* **WHAT THE TASK ASKS**
Please find the line that holds "JSON array, the" below and reproduce it, along with every line after it through the end, exactly and without pictures.

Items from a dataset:
★ ★ ★ ★ ★ ★ ★
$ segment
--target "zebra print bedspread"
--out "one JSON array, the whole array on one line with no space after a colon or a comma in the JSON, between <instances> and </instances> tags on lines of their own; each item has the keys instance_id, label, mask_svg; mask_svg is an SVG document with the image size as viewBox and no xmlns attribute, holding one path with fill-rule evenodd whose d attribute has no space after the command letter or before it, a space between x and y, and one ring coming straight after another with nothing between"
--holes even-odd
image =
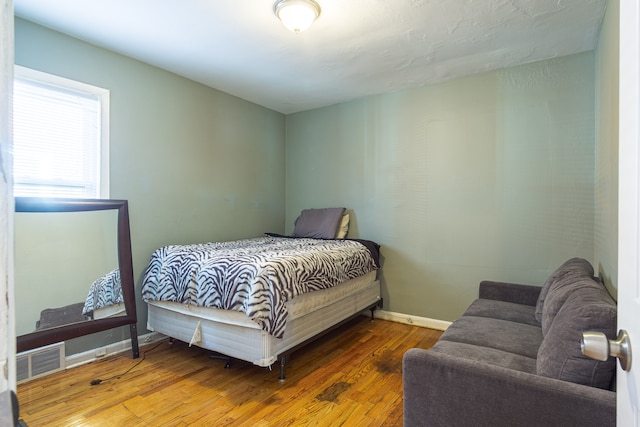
★ ★ ★ ★ ★ ★ ★
* **ANSWER BOX**
--out "one JSON array, the whole array on one line with no space after a colon or a comma in the JSON, between <instances> and </instances> tags on lines of their own; each item has the keys instance_id, label, mask_svg; mask_svg is an SVG document with the image size as viewBox and no xmlns attribute, holding one path with fill-rule evenodd whose d attribute has no space after the command letter or before it, a space between x and y, and one ring coming straight after another with nothing between"
--holes even-odd
image =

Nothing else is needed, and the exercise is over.